Given instruction. Please state how many lines in the data below contain the word "front". Reply with the number alone.

Given information.
==*==
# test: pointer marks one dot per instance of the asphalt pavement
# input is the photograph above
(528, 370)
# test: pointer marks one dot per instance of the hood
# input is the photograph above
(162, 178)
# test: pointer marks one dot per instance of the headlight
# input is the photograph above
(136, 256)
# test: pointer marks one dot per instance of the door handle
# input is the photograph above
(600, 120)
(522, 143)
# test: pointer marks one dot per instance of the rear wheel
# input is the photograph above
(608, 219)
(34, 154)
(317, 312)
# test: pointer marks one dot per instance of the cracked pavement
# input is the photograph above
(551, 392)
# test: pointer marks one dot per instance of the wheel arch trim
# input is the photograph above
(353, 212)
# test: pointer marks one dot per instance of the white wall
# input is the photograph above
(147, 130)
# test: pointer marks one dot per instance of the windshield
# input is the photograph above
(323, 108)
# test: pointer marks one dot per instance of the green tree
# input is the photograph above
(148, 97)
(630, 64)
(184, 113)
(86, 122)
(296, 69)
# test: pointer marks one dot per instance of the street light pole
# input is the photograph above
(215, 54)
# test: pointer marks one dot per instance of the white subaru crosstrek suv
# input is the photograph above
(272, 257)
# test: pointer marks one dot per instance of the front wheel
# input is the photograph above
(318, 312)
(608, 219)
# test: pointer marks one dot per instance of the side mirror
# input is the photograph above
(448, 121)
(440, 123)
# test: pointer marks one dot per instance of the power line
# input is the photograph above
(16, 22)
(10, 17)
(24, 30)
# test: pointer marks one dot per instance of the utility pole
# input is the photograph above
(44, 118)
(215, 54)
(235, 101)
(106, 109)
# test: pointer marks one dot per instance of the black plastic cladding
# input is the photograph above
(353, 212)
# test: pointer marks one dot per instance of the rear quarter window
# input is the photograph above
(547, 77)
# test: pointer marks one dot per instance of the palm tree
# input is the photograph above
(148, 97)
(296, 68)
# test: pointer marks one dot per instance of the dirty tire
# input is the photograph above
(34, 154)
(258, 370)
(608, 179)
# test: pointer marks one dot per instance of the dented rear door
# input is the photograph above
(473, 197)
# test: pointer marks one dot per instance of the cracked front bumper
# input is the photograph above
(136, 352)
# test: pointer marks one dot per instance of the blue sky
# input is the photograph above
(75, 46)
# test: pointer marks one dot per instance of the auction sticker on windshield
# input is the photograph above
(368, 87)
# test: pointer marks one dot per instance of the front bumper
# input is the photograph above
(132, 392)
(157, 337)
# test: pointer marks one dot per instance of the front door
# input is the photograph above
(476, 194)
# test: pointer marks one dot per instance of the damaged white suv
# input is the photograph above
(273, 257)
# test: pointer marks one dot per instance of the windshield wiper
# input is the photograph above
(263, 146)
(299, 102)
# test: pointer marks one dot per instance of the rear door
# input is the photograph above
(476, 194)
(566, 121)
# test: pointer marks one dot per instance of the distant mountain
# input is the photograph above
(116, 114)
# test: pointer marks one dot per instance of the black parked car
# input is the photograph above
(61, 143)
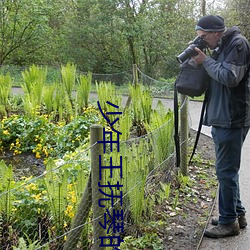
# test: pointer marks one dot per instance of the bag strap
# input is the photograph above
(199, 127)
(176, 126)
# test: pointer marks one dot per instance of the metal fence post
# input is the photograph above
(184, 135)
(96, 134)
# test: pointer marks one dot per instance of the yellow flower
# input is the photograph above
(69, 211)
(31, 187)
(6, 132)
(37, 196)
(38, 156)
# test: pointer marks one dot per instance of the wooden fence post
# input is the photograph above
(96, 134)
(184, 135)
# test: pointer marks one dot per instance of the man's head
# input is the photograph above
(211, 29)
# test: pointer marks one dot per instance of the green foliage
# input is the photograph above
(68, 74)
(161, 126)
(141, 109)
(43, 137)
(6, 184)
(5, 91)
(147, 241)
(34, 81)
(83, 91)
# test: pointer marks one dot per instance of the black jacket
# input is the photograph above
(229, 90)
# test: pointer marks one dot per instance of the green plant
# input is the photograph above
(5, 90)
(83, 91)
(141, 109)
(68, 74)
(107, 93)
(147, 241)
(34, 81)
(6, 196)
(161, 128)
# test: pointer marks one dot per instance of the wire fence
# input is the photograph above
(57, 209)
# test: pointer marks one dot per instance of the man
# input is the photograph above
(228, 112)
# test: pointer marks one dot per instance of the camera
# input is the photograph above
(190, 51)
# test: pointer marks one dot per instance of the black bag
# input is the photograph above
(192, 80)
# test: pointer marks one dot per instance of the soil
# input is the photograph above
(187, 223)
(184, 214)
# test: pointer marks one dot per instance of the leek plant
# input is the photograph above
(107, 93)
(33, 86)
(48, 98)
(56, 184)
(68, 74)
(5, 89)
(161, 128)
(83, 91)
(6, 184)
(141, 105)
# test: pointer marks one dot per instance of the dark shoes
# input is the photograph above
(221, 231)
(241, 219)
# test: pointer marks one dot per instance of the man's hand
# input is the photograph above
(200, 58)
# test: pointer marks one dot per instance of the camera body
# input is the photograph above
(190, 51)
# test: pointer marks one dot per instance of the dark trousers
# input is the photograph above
==*==
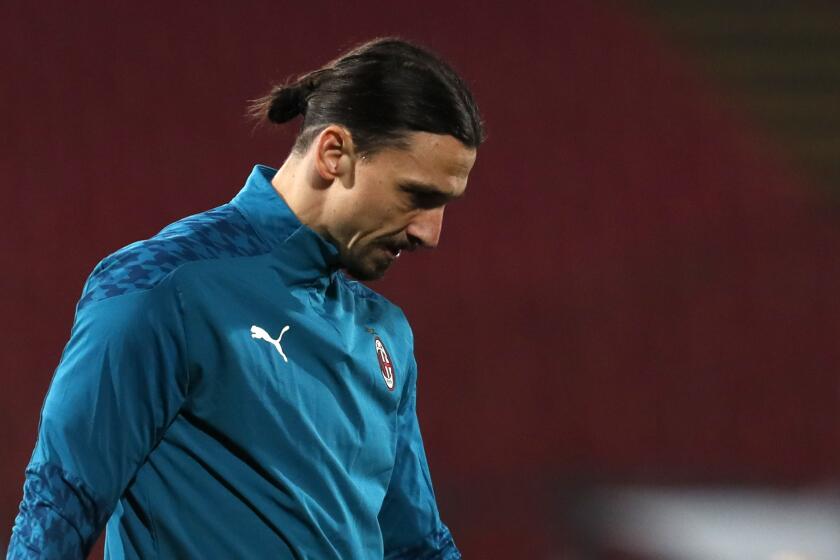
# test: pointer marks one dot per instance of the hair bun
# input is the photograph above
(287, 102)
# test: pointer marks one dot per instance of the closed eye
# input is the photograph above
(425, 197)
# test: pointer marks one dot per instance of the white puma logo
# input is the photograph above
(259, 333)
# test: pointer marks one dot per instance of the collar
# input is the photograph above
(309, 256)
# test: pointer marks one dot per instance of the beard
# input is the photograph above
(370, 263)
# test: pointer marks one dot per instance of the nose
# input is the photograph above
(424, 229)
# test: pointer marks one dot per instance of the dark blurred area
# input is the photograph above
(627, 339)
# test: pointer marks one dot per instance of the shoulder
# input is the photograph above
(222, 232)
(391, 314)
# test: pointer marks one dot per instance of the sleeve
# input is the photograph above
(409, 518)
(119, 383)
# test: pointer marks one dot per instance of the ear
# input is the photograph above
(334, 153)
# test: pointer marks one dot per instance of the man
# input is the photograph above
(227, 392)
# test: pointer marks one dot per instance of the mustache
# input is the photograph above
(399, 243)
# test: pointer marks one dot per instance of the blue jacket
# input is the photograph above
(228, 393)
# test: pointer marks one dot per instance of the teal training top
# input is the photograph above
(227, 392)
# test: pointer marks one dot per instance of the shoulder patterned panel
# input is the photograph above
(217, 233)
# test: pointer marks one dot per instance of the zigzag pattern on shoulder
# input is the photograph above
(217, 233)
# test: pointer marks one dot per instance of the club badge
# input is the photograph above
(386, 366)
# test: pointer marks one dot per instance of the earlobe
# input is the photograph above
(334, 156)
==*==
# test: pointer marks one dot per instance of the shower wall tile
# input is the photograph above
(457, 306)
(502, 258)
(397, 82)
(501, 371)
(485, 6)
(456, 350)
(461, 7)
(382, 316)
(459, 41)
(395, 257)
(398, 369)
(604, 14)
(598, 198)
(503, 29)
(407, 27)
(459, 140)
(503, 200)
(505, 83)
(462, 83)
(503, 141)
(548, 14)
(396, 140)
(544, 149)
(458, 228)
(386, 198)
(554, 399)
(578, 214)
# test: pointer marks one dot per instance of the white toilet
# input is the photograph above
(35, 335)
==*==
Answer to this exercise. 4